La Nuova Sardegna

Marijuana, crescono coltivazioni e spaccio

Marijuana, crescono coltivazioni e spaccio

I ricercatori: «La cannabis può diventare merce di scambio tra bande locali e altri gruppi criminali»

30 novembre 2014
2 MINUTI DI LETTURA





SASSARI. Piantagioni di cannabis sorvegliate da uomini armati. Contatti per lo smercio tra mala locale e organizzazioni dislocate sulla penisola. Saldature tra vecchie e nuove bande: pronte non solo allo spaccio di marijuana, ma a vendere coca, eroina, anfetamine.

Nel mondo della droga sardo sono comunque le coltivazioni di marijuana a dominare la scena, non foss’altro per l’elevatissima qualità del “prodotto” in zone come Sarrabus e Ogliastra. Come informa il report dell’Osservatorio sociale, tra il 2010 e quest’anno, ci sono stati così 516 sequestri, con 30.479 piante di cannabis confiscate e un trend di crescita nella diffusione del fenomeno, più marcato in provincia di Nuoro. Le piantagioni maggiori sono state scoperte, oltre che nelle Barbagie e in Ogliastra, nel Marghine e nel Goceano. L’area a rischio criminalità resta a ogni modo la zona centro-orientale.

Oltre ai sequestri in territori urbani e metropolitani, serre e terreni per le piantine sono stati scoperti spesso vicino a piccoli comuni, a volte con meno di tremila abitanti. Al centro dei traffici in queste zone, «uomini perlopiù giovani, disoccupati o operai». I quali, presumibilmente, fanno parte di organizzazioni in grado di assicurare controllo del territorio e dedicarsi a un mercato di vaste dimensioni.

• [Dati forniti]
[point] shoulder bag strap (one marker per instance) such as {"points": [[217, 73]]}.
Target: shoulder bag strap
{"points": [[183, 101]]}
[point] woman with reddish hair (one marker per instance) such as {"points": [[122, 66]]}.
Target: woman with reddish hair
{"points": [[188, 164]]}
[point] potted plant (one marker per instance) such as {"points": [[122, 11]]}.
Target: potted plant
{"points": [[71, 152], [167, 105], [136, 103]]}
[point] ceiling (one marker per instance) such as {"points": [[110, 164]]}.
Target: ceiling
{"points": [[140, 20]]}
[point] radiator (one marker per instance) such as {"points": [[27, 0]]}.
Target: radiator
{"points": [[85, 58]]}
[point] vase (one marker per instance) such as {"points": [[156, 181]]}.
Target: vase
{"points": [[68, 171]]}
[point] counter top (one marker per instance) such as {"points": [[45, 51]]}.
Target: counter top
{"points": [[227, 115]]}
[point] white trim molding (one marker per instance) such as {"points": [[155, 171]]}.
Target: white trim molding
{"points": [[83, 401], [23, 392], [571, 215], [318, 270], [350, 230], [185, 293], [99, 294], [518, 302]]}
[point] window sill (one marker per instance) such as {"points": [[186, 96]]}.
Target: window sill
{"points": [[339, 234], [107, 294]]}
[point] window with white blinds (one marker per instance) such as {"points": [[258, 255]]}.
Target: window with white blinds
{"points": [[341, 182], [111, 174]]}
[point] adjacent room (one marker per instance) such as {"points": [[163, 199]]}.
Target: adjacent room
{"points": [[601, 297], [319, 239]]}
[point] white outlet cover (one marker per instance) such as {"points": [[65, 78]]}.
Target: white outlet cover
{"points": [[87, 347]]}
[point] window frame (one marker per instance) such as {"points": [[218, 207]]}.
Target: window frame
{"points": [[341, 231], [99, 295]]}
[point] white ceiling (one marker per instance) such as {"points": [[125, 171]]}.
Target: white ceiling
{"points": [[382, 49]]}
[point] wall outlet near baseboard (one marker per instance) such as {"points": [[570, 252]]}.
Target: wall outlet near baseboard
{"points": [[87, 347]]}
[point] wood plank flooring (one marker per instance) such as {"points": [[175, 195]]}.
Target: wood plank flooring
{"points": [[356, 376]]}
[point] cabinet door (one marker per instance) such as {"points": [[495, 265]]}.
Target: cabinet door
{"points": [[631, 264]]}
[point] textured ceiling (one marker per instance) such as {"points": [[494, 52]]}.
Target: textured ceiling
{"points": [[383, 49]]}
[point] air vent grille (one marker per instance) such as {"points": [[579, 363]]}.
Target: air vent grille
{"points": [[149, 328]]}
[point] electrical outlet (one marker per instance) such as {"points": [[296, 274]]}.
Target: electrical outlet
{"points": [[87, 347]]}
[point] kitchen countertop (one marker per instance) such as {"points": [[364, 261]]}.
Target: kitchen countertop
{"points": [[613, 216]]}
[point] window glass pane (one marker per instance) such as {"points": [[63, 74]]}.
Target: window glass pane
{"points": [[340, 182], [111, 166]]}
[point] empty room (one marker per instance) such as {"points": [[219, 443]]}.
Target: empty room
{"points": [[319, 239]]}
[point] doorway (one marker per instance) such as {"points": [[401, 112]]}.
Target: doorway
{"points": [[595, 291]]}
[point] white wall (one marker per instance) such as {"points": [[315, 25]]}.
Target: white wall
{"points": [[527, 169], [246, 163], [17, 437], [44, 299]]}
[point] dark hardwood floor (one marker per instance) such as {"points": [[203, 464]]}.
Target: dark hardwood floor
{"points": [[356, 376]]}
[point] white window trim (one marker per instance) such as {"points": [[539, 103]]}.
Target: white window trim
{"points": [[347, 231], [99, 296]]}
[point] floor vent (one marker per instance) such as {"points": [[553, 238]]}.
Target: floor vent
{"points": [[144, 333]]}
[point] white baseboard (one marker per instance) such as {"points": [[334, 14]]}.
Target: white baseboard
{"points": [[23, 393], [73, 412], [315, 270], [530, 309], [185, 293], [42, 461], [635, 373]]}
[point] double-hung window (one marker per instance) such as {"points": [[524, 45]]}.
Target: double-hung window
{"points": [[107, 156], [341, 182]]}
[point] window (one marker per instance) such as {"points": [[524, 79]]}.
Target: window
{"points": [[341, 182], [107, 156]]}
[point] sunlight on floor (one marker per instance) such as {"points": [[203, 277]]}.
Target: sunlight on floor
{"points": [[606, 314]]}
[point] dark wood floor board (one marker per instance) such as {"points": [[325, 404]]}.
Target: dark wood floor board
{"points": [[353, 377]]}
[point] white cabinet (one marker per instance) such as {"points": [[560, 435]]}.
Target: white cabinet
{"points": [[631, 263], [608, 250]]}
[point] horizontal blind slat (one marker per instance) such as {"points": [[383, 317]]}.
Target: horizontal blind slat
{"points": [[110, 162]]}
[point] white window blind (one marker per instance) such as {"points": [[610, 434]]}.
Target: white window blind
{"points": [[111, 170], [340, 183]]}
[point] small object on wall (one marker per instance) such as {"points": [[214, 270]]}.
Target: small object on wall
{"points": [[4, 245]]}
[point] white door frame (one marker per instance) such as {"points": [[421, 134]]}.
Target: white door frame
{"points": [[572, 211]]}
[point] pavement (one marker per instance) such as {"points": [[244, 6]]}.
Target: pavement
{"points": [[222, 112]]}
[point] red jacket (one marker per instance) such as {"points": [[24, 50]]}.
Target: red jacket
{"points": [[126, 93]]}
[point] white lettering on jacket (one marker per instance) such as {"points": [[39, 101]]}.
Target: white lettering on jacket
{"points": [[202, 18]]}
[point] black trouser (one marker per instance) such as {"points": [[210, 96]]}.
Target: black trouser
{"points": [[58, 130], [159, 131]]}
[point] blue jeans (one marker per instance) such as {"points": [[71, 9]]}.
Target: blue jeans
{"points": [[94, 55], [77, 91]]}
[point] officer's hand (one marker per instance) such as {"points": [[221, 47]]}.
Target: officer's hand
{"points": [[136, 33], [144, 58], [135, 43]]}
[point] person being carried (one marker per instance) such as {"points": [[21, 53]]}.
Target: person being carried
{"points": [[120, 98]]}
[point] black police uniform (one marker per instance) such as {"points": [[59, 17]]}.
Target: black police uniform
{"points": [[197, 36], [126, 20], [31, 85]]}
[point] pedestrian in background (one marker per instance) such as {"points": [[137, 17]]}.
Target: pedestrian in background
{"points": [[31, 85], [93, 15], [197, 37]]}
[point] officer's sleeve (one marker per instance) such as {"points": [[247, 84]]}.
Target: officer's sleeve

• [Consegna 1]
Rispondi a queste domande sull'articolo sulla marijuana in Sardegna:
(a) Quanti sequestri ci sono stati tra il 2010 e quest'anno secondo il report dell'Osservatorio sociale?
(b) In quale provincia la crescita del fenomeno è più marcata?
(c) Chi c'è al centro dei traffici nelle zone vicino ai piccoli comuni?
• [Consegna 2] Elenca tutte le zone dove, secondo l'articolo sulla marijuana in Sardegna, sono state scoperte le piantagioni maggiori.

• [Risposta svolta 1]
(a) 516 sequestri.
(b) In provincia di Nuoro.
(c) Uomini perlopiù giovani, disoccupati o operai.

• [Risposta svolta 2]
- Barbagie
- Ogliastra
- Marghine
- Goceano